For the material below, the sole required output is the number of lines that include "foliage".
============
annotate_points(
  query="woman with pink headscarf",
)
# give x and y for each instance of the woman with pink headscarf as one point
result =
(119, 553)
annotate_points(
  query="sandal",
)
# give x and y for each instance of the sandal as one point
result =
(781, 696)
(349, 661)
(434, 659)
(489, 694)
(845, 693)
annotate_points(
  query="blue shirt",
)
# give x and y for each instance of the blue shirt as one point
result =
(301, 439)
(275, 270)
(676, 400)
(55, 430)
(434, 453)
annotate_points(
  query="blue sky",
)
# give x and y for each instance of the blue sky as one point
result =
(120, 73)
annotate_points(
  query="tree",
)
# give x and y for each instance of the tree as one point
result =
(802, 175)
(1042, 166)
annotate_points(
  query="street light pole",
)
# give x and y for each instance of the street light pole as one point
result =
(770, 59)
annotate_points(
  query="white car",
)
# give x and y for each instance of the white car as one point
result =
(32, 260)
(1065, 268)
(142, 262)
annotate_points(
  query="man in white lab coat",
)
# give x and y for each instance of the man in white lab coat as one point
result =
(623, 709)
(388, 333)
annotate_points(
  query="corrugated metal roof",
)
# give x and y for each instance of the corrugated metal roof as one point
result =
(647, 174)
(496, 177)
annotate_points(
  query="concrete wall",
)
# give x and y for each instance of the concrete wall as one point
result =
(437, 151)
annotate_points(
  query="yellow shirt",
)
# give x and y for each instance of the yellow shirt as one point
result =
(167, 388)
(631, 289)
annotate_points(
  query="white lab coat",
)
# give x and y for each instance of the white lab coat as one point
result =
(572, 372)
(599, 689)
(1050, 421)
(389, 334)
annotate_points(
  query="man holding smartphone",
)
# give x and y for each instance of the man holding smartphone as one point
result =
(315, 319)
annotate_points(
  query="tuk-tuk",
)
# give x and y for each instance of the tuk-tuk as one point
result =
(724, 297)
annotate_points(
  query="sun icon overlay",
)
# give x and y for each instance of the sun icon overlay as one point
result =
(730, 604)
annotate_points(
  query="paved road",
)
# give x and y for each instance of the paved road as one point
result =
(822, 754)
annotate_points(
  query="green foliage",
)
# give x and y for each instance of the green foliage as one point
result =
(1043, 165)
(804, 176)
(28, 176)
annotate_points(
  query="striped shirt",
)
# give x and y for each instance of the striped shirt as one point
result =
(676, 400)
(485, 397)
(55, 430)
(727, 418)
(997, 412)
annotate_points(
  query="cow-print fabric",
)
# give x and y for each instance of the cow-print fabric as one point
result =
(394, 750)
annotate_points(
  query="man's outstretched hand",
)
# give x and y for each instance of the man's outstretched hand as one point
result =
============
Written response - 2